• **What needs to be done**:
Render every line of the items below as a Markdown table with two columns, No. and Line, numbering the rows and leaving out blank lines.

[Start of Data section]

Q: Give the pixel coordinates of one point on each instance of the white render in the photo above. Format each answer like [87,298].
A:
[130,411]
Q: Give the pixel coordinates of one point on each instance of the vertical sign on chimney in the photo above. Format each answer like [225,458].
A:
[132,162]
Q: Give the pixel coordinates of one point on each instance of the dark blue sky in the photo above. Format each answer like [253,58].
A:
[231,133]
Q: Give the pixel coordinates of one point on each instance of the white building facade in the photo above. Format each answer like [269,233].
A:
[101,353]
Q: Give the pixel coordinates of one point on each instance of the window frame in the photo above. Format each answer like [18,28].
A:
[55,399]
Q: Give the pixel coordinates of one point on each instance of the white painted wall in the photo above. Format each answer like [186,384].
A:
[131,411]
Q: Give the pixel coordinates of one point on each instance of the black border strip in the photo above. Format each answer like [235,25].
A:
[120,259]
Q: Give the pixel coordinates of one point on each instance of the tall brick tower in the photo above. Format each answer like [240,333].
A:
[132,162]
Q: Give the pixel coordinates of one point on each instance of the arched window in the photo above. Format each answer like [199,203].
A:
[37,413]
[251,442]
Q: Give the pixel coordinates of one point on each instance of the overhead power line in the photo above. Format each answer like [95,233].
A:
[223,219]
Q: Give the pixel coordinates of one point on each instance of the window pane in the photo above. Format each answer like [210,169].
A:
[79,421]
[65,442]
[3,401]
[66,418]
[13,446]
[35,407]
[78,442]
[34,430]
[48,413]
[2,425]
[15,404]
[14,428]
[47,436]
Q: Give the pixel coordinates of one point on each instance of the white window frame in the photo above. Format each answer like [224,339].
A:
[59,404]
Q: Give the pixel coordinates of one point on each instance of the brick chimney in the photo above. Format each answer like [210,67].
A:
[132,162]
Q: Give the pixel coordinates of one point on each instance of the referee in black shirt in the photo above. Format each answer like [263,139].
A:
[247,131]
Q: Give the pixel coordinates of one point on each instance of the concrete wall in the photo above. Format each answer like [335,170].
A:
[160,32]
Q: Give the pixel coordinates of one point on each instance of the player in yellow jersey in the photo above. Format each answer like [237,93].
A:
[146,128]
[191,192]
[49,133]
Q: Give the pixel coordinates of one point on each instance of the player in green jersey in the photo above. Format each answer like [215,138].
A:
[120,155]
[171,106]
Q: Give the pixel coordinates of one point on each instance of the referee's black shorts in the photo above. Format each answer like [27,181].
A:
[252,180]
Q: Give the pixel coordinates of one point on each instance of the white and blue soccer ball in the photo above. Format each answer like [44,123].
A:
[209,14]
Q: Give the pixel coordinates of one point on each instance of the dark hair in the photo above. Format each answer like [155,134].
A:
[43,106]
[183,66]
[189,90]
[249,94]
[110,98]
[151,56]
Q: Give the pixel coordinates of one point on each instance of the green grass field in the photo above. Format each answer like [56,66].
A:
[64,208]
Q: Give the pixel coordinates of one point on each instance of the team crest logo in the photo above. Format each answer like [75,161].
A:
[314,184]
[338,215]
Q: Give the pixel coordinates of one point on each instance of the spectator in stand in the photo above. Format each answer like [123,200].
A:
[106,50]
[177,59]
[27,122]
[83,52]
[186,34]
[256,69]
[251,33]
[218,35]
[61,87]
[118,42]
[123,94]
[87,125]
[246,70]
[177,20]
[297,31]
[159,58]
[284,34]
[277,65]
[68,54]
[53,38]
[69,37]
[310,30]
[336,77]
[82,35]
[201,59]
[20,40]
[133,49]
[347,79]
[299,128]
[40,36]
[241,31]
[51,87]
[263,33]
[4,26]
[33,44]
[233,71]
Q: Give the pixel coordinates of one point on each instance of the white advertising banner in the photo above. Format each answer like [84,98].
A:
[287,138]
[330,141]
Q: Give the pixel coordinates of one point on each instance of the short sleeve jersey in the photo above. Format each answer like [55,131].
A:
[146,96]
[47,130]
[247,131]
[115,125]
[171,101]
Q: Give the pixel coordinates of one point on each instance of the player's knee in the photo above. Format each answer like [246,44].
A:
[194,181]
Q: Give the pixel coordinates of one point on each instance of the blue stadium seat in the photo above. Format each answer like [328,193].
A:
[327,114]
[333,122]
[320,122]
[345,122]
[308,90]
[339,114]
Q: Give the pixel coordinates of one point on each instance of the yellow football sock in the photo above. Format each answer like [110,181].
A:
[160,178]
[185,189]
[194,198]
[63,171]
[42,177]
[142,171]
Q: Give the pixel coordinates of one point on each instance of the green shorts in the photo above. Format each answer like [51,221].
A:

[End of Data section]

• **Task result**:
| No. | Line |
|---|---|
| 1 | Q: Give the pixel coordinates of one point on each instance of the white render in the photo above. Format each answer like [87,298]. |
| 2 | A: |
| 3 | [130,411] |
| 4 | Q: Give the pixel coordinates of one point on each instance of the vertical sign on chimney in the photo above. Format each answer like [225,458]. |
| 5 | A: |
| 6 | [132,162] |
| 7 | Q: Give the pixel coordinates of one point on each instance of the dark blue sky in the photo above. Format each answer like [253,58]. |
| 8 | A: |
| 9 | [231,133] |
| 10 | Q: Give the pixel coordinates of one point on each instance of the white building facade in the photo above. Format each answer like [269,233]. |
| 11 | A: |
| 12 | [101,353] |
| 13 | Q: Give the pixel coordinates of one point on each instance of the window frame in the photo above. Format each answer like [18,28]. |
| 14 | A: |
| 15 | [55,399] |
| 16 | Q: Give the pixel coordinates of one point on each instance of the white painted wall in the photo above. Format each answer like [186,384]. |
| 17 | A: |
| 18 | [131,411] |
| 19 | Q: Give the pixel coordinates of one point on each instance of the black border strip in the photo above. Format each answer like [235,25]. |
| 20 | A: |
| 21 | [120,259] |
| 22 | Q: Give the pixel coordinates of one point on each instance of the tall brick tower in the photo above. Format each answer like [240,333]. |
| 23 | A: |
| 24 | [132,162] |
| 25 | Q: Give the pixel coordinates of one point on each instance of the arched window in the photo above. Format each answer like [199,203]. |
| 26 | A: |
| 27 | [37,413] |
| 28 | [251,442] |
| 29 | Q: Give the pixel coordinates of one point on each instance of the overhead power line in the photo above. Format each answer like [95,233]. |
| 30 | A: |
| 31 | [223,219] |
| 32 | Q: Give the pixel coordinates of one point on each instance of the window pane in the photo above. Format each answer like [210,169]. |
| 33 | A: |
| 34 | [79,421] |
| 35 | [65,442] |
| 36 | [3,401] |
| 37 | [66,418] |
| 38 | [13,446] |
| 39 | [35,407] |
| 40 | [78,442] |
| 41 | [34,430] |
| 42 | [48,413] |
| 43 | [2,425] |
| 44 | [15,404] |
| 45 | [14,428] |
| 46 | [47,436] |
| 47 | Q: Give the pixel coordinates of one point on each instance of the white window frame in the photo above. Format each answer like [224,339]. |
| 48 | A: |
| 49 | [59,404] |
| 50 | Q: Give the pixel coordinates of one point on each instance of the brick chimney in the photo above. Format each answer like [210,67]. |
| 51 | A: |
| 52 | [132,162] |
| 53 | Q: Give the pixel coordinates of one point on each instance of the referee in black shirt in the photo above. Format each answer like [263,139]. |
| 54 | A: |
| 55 | [247,131] |
| 56 | Q: Give the pixel coordinates of one point on each instance of the concrete wall in the photo above. Format each answer like [335,170]. |
| 57 | A: |
| 58 | [160,32] |
| 59 | Q: Give the pixel coordinates of one point on each instance of the player in yellow jersey in the photo above. Format each answer like [237,93]. |
| 60 | A: |
| 61 | [146,128] |
| 62 | [191,192] |
| 63 | [49,133] |
| 64 | Q: Give the pixel coordinates of one point on each instance of the player in green jersey in the photo above. Format each answer like [215,138]. |
| 65 | A: |
| 66 | [120,155] |
| 67 | [171,106] |
| 68 | Q: Give the pixel coordinates of one point on each instance of the referee's black shorts in the photo above. Format each answer like [27,181]. |
| 69 | A: |
| 70 | [252,180] |
| 71 | Q: Give the pixel coordinates of one point on each instance of the white and blue soccer ball in the photo above. Format each answer like [44,123]. |
| 72 | A: |
| 73 | [209,14] |
| 74 | Q: Give the pixel coordinates of one point on each instance of the dark hair in the photo above. Format each answer like [155,134]. |
| 75 | A: |
| 76 | [43,106] |
| 77 | [183,66] |
| 78 | [189,90] |
| 79 | [249,94] |
| 80 | [110,98] |
| 81 | [151,56] |
| 82 | Q: Give the pixel coordinates of one point on each instance of the green grass field in the photo above. Format each answer like [56,66]. |
| 83 | A: |
| 84 | [64,208] |
| 85 | Q: Give the pixel coordinates of one point on each instance of the team crest logo in the photo above. Format each answer like [75,161]. |
| 86 | A: |
| 87 | [314,184] |
| 88 | [338,215] |
| 89 | Q: Give the pixel coordinates of one point on each instance of the spectator in stand in the photo above. Format each answer like [123,200]. |
| 90 | A: |
| 91 | [106,50] |
| 92 | [177,59] |
| 93 | [27,122] |
| 94 | [83,52] |
| 95 | [186,34] |
| 96 | [256,69] |
| 97 | [251,33] |
| 98 | [218,35] |
| 99 | [61,87] |
| 100 | [118,42] |
| 101 | [123,94] |
| 102 | [87,125] |
| 103 | [246,70] |
| 104 | [177,20] |
| 105 | [297,31] |
| 106 | [159,58] |
| 107 | [284,34] |
| 108 | [277,65] |
| 109 | [68,54] |
| 110 | [53,38] |
| 111 | [69,37] |
| 112 | [310,30] |
| 113 | [336,77] |
| 114 | [82,35] |
| 115 | [201,59] |
| 116 | [20,40] |
| 117 | [133,49] |
| 118 | [347,79] |
| 119 | [299,128] |
| 120 | [40,36] |
| 121 | [241,31] |
| 122 | [51,87] |
| 123 | [263,33] |
| 124 | [4,26] |
| 125 | [33,44] |
| 126 | [233,71] |
| 127 | Q: Give the pixel coordinates of one point on each instance of the white advertising banner in the photo above. Format each answer like [84,98]. |
| 128 | A: |
| 129 | [287,138] |
| 130 | [330,141] |
| 131 | Q: Give the pixel coordinates of one point on each instance of the short sleeve jersey in the photo above. Format each answer like [55,131]. |
| 132 | A: |
| 133 | [146,96] |
| 134 | [47,130] |
| 135 | [247,131] |
| 136 | [115,125] |
| 137 | [171,101] |
| 138 | Q: Give the pixel coordinates of one point on each instance of the player's knee in the photo above. Format each answer like [246,44]. |
| 139 | A: |
| 140 | [194,181] |
| 141 | Q: Give the pixel coordinates of one point on each instance of the blue stadium seat in the photo above. Format each answer like [328,193]. |
| 142 | A: |
| 143 | [327,114] |
| 144 | [333,122] |
| 145 | [320,122] |
| 146 | [345,122] |
| 147 | [308,90] |
| 148 | [339,114] |
| 149 | Q: Give the pixel coordinates of one point on each instance of the yellow football sock in the photo above. Format each answer like [110,181]. |
| 150 | A: |
| 151 | [160,178] |
| 152 | [185,189] |
| 153 | [194,198] |
| 154 | [63,171] |
| 155 | [42,177] |
| 156 | [142,171] |
| 157 | Q: Give the pixel coordinates of one point on each instance of the green shorts in the photo above. Format each answer like [51,221]. |
| 158 | A: |